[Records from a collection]
::::

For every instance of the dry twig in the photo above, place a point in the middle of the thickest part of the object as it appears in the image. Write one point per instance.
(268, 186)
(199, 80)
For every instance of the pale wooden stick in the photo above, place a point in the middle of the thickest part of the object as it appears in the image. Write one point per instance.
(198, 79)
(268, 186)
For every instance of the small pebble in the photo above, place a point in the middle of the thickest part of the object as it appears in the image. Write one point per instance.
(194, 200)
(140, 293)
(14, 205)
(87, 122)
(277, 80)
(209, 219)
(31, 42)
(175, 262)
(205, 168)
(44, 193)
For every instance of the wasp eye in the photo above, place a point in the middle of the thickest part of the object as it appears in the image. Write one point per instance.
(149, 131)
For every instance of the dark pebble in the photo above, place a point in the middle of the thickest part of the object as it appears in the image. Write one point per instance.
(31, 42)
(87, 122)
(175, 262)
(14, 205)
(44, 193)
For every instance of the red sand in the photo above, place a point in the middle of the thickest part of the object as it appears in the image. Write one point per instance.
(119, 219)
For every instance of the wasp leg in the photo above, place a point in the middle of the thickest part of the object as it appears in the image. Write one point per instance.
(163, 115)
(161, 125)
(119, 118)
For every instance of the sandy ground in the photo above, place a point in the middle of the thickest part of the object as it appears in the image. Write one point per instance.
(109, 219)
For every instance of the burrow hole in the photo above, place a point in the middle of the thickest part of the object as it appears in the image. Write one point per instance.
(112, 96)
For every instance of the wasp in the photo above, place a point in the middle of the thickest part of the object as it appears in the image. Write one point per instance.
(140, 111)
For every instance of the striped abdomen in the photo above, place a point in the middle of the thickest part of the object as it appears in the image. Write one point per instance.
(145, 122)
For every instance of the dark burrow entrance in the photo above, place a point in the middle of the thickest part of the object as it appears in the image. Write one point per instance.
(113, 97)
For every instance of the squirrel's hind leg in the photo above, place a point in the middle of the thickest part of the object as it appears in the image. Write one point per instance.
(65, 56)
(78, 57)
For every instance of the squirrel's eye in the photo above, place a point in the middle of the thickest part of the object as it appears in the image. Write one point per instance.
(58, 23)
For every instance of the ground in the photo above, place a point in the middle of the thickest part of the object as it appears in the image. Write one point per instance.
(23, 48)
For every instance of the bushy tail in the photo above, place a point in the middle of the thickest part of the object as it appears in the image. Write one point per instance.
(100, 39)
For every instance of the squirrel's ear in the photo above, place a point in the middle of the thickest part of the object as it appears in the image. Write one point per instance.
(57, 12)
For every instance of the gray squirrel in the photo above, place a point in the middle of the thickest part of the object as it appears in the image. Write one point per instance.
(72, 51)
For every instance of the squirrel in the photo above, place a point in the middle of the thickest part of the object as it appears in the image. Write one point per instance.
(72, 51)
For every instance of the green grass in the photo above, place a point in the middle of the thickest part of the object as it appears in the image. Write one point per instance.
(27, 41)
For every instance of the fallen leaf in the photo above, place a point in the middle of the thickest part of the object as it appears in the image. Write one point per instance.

::::

- _THE REQUEST_: Copy out, character for character, the part of the material that opens with the line containing "For every instance of the bushy" and runs through the end of the material.

- _CORRECT RESULT_:
For every instance of the bushy tail in the photo above, place a point in the middle of the thickest part of the object as it appears in the image. Write one point per instance.
(100, 39)
For every instance of the squirrel's ear in the photo above, place a point in the middle of the thickest part of the object as it appears in the image. Write one point per instance.
(57, 12)
For every instance of the gray squirrel in the photo above, place a point in the middle of the thickest part of the object as it appears in the image. Write one point per instance.
(72, 51)
For every instance of the squirrel in the photo above, place a point in the middle of the thickest part of the object as it appears in the image. Write one point per instance.
(72, 51)
For every instance of the green grass in the photo above, place a point in the middle of the thickest part of the object as it appears in the image. Write one point per instance.
(27, 41)
For every instance of the fallen leaf in the photo above, place a point in the middle of the thickest part of the object as it appears in the image. Write one point per instance.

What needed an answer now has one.